* TASK INSTRUCTIONS: Can you output everything from the line containing "[point] window with" down to the end of the material as a numbered list, with blank lines left out?

[Excerpts from a point labeling dataset]

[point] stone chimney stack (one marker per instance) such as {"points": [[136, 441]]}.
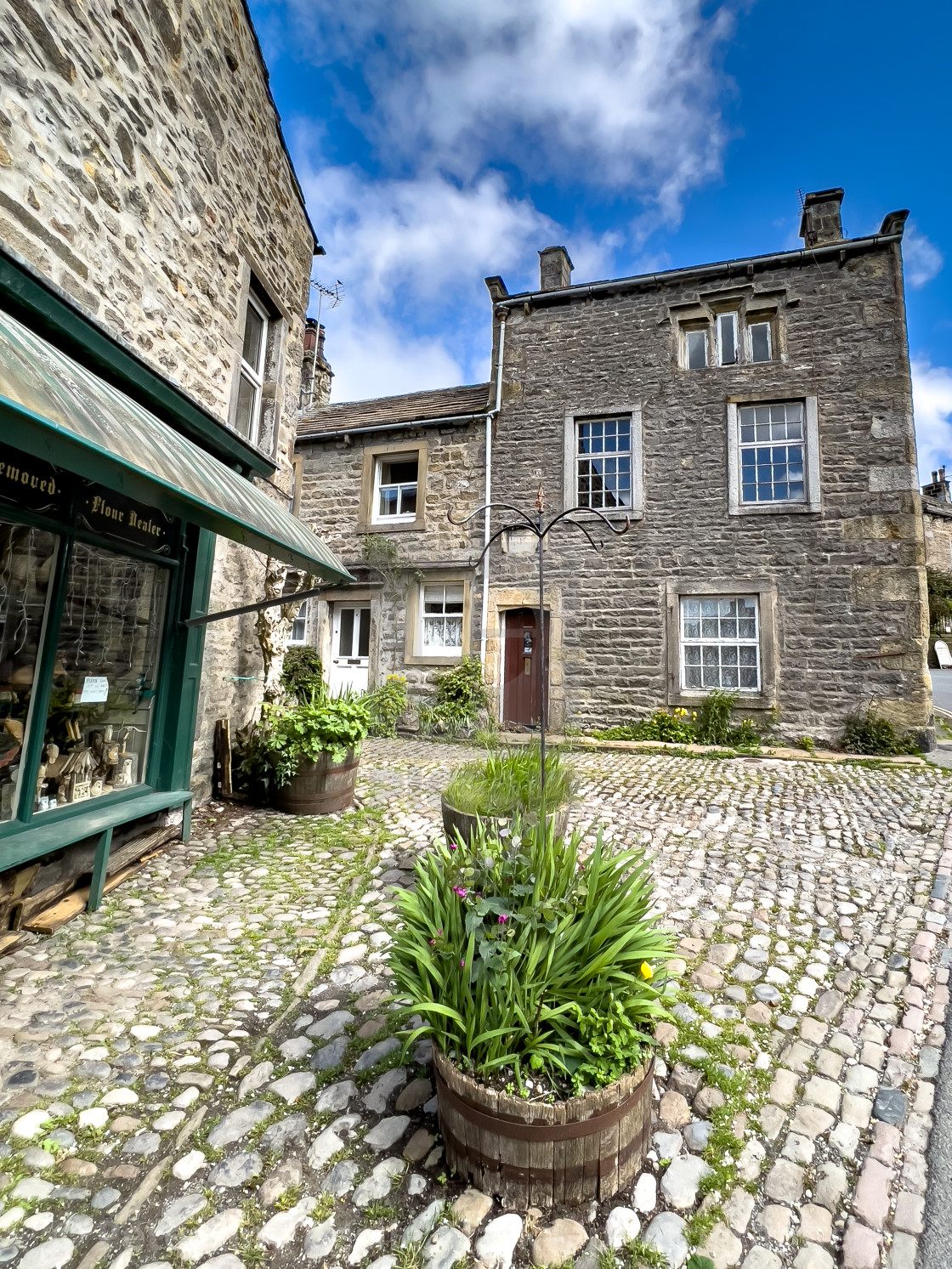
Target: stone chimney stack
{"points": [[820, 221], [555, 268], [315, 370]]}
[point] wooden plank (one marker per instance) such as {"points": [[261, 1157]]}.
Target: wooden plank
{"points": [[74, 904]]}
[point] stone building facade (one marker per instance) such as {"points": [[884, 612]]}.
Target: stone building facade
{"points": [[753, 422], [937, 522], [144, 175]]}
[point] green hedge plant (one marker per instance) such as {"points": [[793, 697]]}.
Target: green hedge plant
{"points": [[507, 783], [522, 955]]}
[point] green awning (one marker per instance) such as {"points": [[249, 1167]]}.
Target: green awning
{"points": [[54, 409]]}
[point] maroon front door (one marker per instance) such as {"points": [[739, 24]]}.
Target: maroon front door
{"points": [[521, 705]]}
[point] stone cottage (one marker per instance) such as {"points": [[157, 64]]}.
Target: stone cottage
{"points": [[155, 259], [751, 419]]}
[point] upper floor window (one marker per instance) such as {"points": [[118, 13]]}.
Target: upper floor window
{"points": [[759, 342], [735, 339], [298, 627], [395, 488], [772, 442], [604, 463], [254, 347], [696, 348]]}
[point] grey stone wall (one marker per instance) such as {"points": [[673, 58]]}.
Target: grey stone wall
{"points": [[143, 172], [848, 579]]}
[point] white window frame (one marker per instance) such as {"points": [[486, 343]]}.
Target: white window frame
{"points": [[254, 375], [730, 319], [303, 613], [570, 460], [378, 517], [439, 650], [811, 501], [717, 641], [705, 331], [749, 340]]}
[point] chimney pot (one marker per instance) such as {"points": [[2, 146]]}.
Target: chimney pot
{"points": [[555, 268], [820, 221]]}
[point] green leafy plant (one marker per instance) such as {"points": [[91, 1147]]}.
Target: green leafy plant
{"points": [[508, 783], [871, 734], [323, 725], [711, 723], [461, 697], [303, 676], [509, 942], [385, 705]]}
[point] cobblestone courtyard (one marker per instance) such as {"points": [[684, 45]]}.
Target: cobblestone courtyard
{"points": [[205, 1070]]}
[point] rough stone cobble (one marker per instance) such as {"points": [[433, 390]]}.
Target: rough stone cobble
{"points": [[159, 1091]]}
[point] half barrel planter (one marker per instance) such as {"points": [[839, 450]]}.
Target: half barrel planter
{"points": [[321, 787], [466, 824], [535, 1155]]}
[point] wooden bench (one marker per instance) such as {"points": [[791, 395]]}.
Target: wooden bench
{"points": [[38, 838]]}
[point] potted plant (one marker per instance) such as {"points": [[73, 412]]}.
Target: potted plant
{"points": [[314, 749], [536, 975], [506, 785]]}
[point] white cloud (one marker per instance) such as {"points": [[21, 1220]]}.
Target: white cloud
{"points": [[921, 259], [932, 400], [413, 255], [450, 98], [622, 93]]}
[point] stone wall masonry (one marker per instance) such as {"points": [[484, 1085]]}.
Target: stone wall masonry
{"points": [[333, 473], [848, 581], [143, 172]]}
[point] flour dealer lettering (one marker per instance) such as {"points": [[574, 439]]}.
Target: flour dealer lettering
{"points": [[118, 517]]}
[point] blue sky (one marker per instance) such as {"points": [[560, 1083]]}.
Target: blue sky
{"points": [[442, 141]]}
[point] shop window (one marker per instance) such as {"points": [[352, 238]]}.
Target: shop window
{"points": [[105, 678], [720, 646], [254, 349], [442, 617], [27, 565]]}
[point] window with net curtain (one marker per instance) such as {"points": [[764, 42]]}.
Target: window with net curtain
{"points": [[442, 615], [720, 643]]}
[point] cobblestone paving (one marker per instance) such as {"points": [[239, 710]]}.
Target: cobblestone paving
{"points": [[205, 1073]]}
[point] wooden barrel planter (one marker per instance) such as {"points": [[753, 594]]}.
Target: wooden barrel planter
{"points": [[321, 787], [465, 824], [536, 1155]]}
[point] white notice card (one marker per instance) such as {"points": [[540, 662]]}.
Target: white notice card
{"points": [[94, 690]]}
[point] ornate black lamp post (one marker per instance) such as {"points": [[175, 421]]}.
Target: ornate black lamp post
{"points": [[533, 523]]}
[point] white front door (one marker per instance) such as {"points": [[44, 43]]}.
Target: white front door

* ANSWER TO THIS PROBLEM:
1. [point] window with net curtain (one marker per instance) such as {"points": [[764, 42]]}.
2. Target: window with net curtain
3. {"points": [[442, 615], [720, 643]]}
4. [point] cobblestone paving (one marker per instance) such as {"points": [[239, 710]]}.
5. Target: cobblestone paving
6. {"points": [[205, 1073]]}
7. [point] wooden barrel planter (one marker per instance) such as {"points": [[753, 594]]}.
8. Target: wooden barrel planter
9. {"points": [[321, 787], [465, 824], [536, 1155]]}
10. [point] white notice card (one marker per instance) such as {"points": [[540, 662]]}.
11. Target: white notice card
12. {"points": [[94, 690]]}
13. [point] ornate black lamp post (one marker per instance) such as {"points": [[175, 421]]}.
14. Target: ornate black lamp post
15. {"points": [[533, 523]]}
16. [point] white front door (one marker per instance) such as {"points": [[44, 43]]}.
17. Target: white front door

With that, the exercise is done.